__TASK STATEMENT__. In the Brexit commentary below, reproduce word for word the passage starting at "The Economist published" and ending at "would disagree with.".

18 Jun 2020
Brexit seems to have been pushed off the agenda slightly because of the coronavirus, but nonetheless remains very much front and center as a priority for the Government.
The Economist published an interesting article this week which said, Boris Johnson’s Government needs to take the option to prolong the transition because firstly, Brexit already happened in January, and secondly – Britain could actually pay less into the EU budget now that it’s out of the Common Agricultural Policy. A statement many would disagree with.
It’s pretty clear the UK doesn’t need to extend the transition period. And there’s no doubt that the virus has weakened the UK economy and exposed its soft underbelly, so to speak. But the virus has also weakened many other continents and economies. Spain, Italy, and France in particular. It therefore makes sense for the UK and the EU to reach a deal before the end of the year. Remaining in a transition leaves the UK exposed further to new EU regulations and rules without having a vote, veto, or voice in those. It would make economic sense, and one would argue, political sense for both to reach a deal. And as the clock ticks down towards the end of the year, there will likely be a deal between both sides – even more so with PM Johnson laying new demands for a decision by the end of August.

__DATA EXTRACT__.
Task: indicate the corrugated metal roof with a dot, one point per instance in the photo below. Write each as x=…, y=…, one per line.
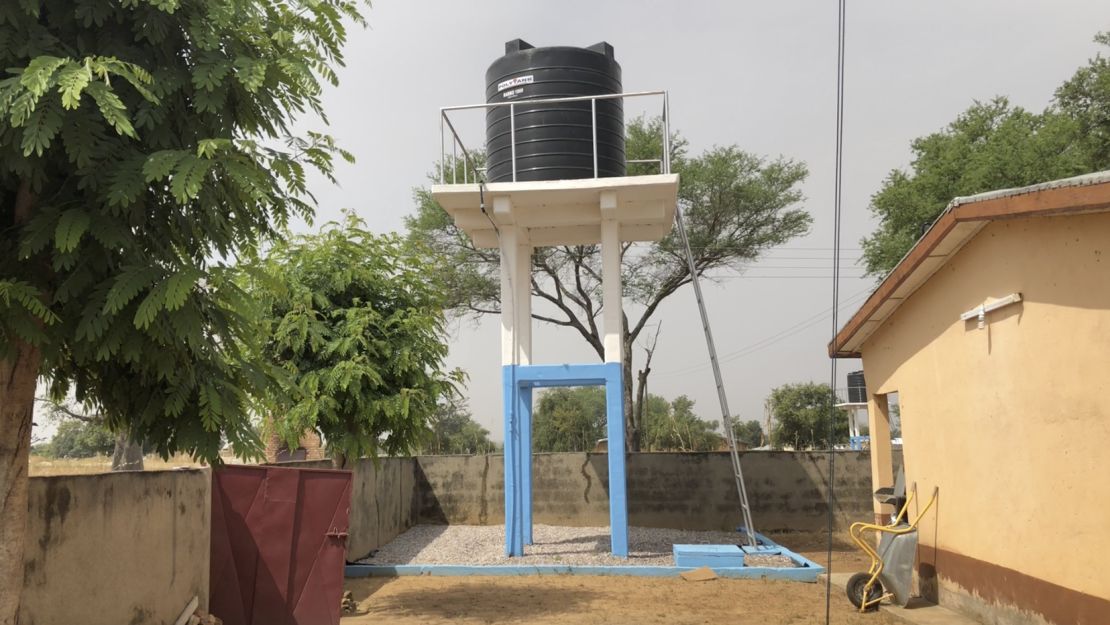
x=960, y=221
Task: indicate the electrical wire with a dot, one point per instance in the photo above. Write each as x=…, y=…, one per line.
x=767, y=341
x=841, y=10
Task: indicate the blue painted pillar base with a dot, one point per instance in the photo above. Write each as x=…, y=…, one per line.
x=517, y=384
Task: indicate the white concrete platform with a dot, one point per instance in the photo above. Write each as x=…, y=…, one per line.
x=565, y=212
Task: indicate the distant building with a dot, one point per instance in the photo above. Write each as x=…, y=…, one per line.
x=995, y=333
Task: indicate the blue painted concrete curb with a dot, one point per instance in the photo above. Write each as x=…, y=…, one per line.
x=807, y=570
x=799, y=574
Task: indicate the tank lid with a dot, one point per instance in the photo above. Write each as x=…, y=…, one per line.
x=518, y=44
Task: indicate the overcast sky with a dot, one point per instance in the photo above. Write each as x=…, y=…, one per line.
x=760, y=76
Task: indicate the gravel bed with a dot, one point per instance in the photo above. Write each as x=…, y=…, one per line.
x=485, y=544
x=776, y=561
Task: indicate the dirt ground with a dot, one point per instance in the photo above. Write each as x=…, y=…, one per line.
x=618, y=601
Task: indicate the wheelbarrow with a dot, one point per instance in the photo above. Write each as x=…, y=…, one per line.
x=890, y=575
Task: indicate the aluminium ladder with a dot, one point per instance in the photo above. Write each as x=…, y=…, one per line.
x=725, y=414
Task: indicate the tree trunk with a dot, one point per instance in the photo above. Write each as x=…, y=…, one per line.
x=18, y=377
x=128, y=454
x=632, y=427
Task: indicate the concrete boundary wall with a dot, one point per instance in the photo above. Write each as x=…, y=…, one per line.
x=788, y=491
x=117, y=547
x=382, y=496
x=689, y=491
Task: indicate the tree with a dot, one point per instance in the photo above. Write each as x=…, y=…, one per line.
x=568, y=420
x=737, y=204
x=81, y=439
x=355, y=323
x=141, y=142
x=454, y=431
x=992, y=145
x=801, y=414
x=676, y=429
x=1086, y=98
x=748, y=433
x=127, y=454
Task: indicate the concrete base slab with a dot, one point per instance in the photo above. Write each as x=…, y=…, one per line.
x=919, y=612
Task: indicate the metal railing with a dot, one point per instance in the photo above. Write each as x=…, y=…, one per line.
x=472, y=173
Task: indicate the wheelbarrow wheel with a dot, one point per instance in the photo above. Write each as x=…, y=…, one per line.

__RESULT__.
The Economist published an interesting article this week which said, Boris Johnson’s Government needs to take the option to prolong the transition because firstly, Brexit already happened in January, and secondly – Britain could actually pay less into the EU budget now that it’s out of the Common Agricultural Policy. A statement many would disagree with.